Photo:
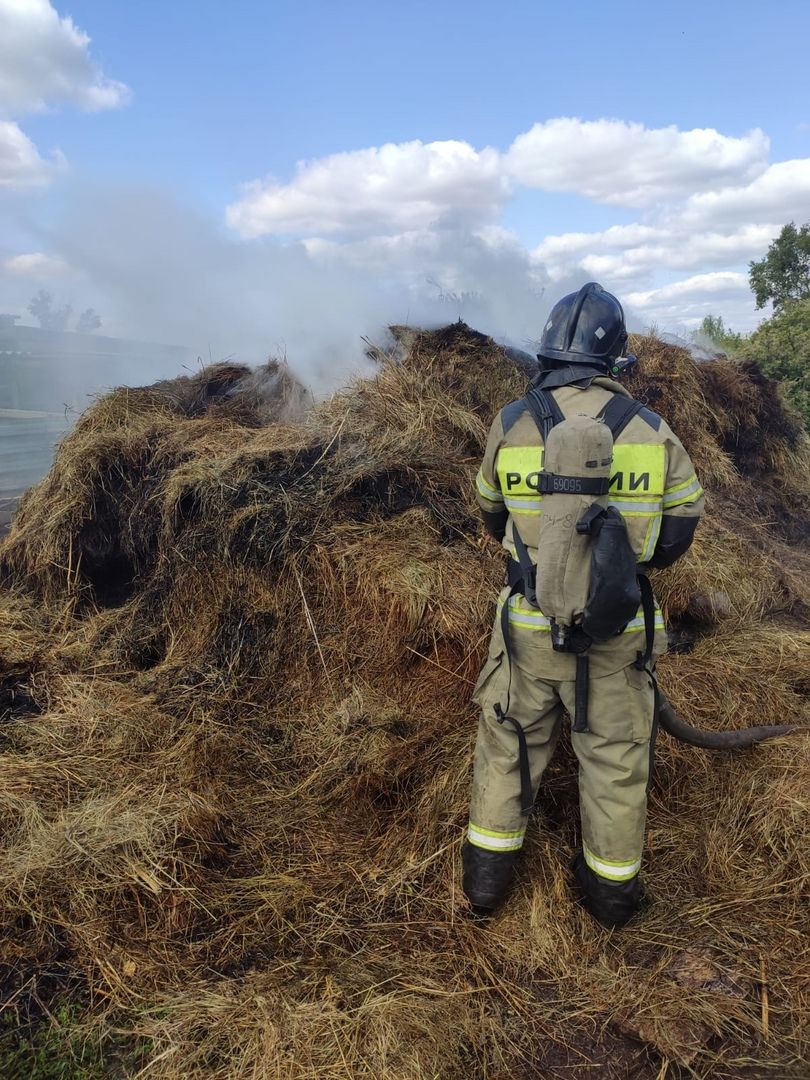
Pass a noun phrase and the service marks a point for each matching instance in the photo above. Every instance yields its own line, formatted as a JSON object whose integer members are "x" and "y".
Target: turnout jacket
{"x": 653, "y": 486}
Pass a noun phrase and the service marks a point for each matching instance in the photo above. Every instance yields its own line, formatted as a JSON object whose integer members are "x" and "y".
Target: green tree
{"x": 714, "y": 329}
{"x": 781, "y": 346}
{"x": 783, "y": 273}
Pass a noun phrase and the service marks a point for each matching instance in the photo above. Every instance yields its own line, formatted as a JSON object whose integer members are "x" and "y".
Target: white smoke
{"x": 158, "y": 271}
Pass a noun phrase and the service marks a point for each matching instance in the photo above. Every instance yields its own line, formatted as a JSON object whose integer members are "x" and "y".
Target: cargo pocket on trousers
{"x": 488, "y": 687}
{"x": 640, "y": 703}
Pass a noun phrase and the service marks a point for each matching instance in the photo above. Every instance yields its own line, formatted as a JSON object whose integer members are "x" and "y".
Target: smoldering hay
{"x": 239, "y": 636}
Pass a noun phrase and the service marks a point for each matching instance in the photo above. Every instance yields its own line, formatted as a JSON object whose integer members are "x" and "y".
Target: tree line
{"x": 781, "y": 345}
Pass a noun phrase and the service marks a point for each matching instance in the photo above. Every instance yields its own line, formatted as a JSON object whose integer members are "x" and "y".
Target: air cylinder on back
{"x": 579, "y": 448}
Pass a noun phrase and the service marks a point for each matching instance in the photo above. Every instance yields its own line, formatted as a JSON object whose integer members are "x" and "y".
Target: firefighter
{"x": 526, "y": 679}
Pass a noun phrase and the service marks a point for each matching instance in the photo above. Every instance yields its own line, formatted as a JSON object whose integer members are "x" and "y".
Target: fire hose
{"x": 677, "y": 727}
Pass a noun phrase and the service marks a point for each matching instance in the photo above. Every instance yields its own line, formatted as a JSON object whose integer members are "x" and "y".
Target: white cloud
{"x": 44, "y": 59}
{"x": 401, "y": 187}
{"x": 388, "y": 189}
{"x": 626, "y": 164}
{"x": 35, "y": 265}
{"x": 682, "y": 296}
{"x": 626, "y": 252}
{"x": 21, "y": 164}
{"x": 781, "y": 193}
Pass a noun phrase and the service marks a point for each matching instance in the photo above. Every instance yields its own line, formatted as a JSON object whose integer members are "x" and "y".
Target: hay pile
{"x": 239, "y": 635}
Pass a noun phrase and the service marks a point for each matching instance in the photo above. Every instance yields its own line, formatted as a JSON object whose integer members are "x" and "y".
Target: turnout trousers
{"x": 613, "y": 755}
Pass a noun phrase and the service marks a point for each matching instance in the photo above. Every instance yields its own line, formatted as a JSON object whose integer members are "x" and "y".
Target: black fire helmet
{"x": 584, "y": 327}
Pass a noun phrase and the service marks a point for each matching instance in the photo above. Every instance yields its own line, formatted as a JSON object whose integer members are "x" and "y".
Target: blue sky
{"x": 219, "y": 96}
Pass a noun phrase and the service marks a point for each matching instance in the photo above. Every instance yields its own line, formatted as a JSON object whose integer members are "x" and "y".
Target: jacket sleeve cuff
{"x": 495, "y": 523}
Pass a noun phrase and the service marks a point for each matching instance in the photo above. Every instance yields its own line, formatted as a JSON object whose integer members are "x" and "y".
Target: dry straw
{"x": 239, "y": 634}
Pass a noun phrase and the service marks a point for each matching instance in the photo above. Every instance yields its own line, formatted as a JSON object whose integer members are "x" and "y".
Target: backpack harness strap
{"x": 522, "y": 572}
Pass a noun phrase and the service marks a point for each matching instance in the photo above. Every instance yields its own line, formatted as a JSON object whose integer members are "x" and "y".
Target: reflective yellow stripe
{"x": 635, "y": 508}
{"x": 679, "y": 487}
{"x": 486, "y": 489}
{"x": 521, "y": 613}
{"x": 495, "y": 832}
{"x": 524, "y": 504}
{"x": 684, "y": 493}
{"x": 495, "y": 841}
{"x": 612, "y": 871}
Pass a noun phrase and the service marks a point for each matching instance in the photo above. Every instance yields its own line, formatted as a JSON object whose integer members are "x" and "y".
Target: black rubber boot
{"x": 487, "y": 876}
{"x": 611, "y": 903}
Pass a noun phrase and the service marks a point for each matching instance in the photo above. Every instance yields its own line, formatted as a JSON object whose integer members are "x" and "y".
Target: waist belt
{"x": 522, "y": 578}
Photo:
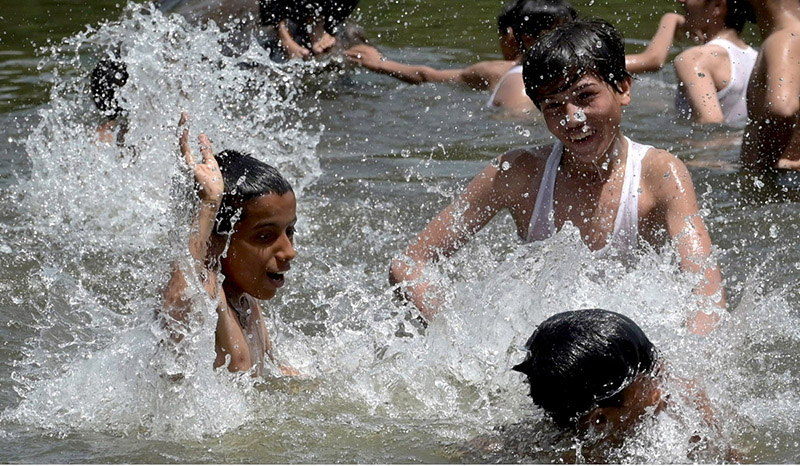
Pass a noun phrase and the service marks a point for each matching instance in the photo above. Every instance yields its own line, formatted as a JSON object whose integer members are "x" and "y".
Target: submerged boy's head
{"x": 258, "y": 213}
{"x": 304, "y": 12}
{"x": 106, "y": 80}
{"x": 564, "y": 55}
{"x": 522, "y": 22}
{"x": 583, "y": 362}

▶ [Action item]: Please output the entries above exactly, leaving out every picture.

▶ [Worked solution]:
Photo:
Pass a noun phrase and the service marks a point for each matching instance in the photo above. Every instance yields its own line, formatted as a JSON object whose integer members are "x" and "y".
Target: turnout jacket
{"x": 653, "y": 486}
Pass a noun phrase and the service marks a point for each matching instance in the photo above. Every instance yields its own line, formatted as a JSON object whose integer members are "x" and "y".
Target: green tree
{"x": 714, "y": 329}
{"x": 781, "y": 346}
{"x": 783, "y": 273}
Pass a noun phrase and the service marks a point for each matching instance in the photo above. Every instance yields its own line, formatted as a JSON object whose integer members are "x" and "y".
Target: white smoke
{"x": 158, "y": 271}
Pass a noun phrase and the service marks a point for each matching instance in the photo above. Every instance yields its own line, formatted as a JSON object whose integer members are "x" and "y".
Target: cargo pocket on trousers
{"x": 488, "y": 687}
{"x": 640, "y": 703}
Pass a noun phrase and the service marks a point for each matching instance in the photo above. Every instance yields its own line, formatted as a JSON object whose integer members are "x" and "y".
Target: smoldering hay
{"x": 239, "y": 636}
Pass a noun phrase and the service marks a point for each matching instance in the photo above. Every instance yields its own line, formatted as a JSON object whose integer members are "x" and "y".
Target: tree line
{"x": 781, "y": 345}
Pass a noun phrase and the service marks a point for each matching instance in the photo above. Every instance yields its own line, formatted as a JSON object whose integer members are "x" and "y".
Target: air cylinder on back
{"x": 579, "y": 448}
Pass a noun phrase and the service marks a point for each matching instance in the photo above. Every instance yields its own line, formatted as a JSON object whose integer members are "x" and "y".
Target: firefighter
{"x": 526, "y": 679}
Pass a noun phrase and the service marks a point for each matching instance in the photo above. Every instance yields its own line, formatted as a JSON object whose integer members are "x" and "y".
Target: fire hose
{"x": 677, "y": 727}
Pass a noun phrase and the service marks a point for each matching instance in the photo above. Every instance yields its own line, formatted as a JSON object whose integer members are "x" and "y".
Target: white cloud
{"x": 44, "y": 59}
{"x": 401, "y": 187}
{"x": 388, "y": 189}
{"x": 626, "y": 164}
{"x": 35, "y": 265}
{"x": 682, "y": 296}
{"x": 626, "y": 252}
{"x": 21, "y": 164}
{"x": 781, "y": 193}
Pass a noun phrase and the service marks a point for each matching instance in the photo above. Every instance yields its own line, formatted as a JSON object whose integer members are "x" and "y".
Target: hay pile
{"x": 239, "y": 635}
Pass a noun phrase and the service marks a point for each matching instance in the photo above. Every instance yields its own line, formatted as a JSON object whose integer members are "x" and "y".
Target: turnout trousers
{"x": 613, "y": 755}
Pass a noun phrase and the service marks a point for each matching instance in the photo above. Every instance yields its own line, formatted as a JSON object whose integer members are "x" and "y".
Target: black fire helmet
{"x": 584, "y": 327}
Pass a noun phrase and the service marks a point for each matching instance in the photo above. Every instance yields its own line, formatted as a JSON object whose integer members are "x" and "y".
Target: blue sky
{"x": 219, "y": 96}
Pass a noun phrase and the service marks a point for each matching instance in the photo above. Every instance yields its own line, formatted as a JSON object whose integer members are "x" and "y".
Target: jacket sleeve cuff
{"x": 495, "y": 523}
Pass a noun phrase and the service marks a point for each matching instance in the photo above. Every instance yields its own line, formatted as a JSON object whose integer members are "x" and "y".
Target: dry straw
{"x": 239, "y": 634}
Pass a noun phrase and the service marks a point for each matching instance in the photo above. Every instance yields its own line, formatted as a JSON object whose integer members are "x" and "y".
Target: backpack harness strap
{"x": 522, "y": 572}
Pass a noun phrase and the service marks a point for each matching instance in the photo above. Every instance yields its own line, formatted as a JSON object whose integer members are "x" and "y".
Target: reflective yellow stripe
{"x": 635, "y": 508}
{"x": 679, "y": 487}
{"x": 486, "y": 489}
{"x": 521, "y": 613}
{"x": 495, "y": 832}
{"x": 524, "y": 504}
{"x": 684, "y": 493}
{"x": 495, "y": 841}
{"x": 612, "y": 871}
Pass a noun phrase and the service marks a point for each matching instance in the photo above. Every instance yields its own line, formatted as a JSON object whose integer members are "x" and "y".
Target: black rubber boot
{"x": 487, "y": 876}
{"x": 611, "y": 903}
Pass a noun phrase and the service marks a point for each matching instance in the photo above. Every instance yields its own line, formatted as a JSON object whose integer members are "x" and "y".
Target: waist belt
{"x": 522, "y": 578}
Photo:
Pass a noun phrase and the service marks a point for each matching instance in the photo above. Every instance yields its own line, formatted as a JSON object whose integer members are "x" and "y".
Target: submerged boy's head
{"x": 258, "y": 213}
{"x": 304, "y": 12}
{"x": 106, "y": 80}
{"x": 564, "y": 55}
{"x": 522, "y": 22}
{"x": 583, "y": 362}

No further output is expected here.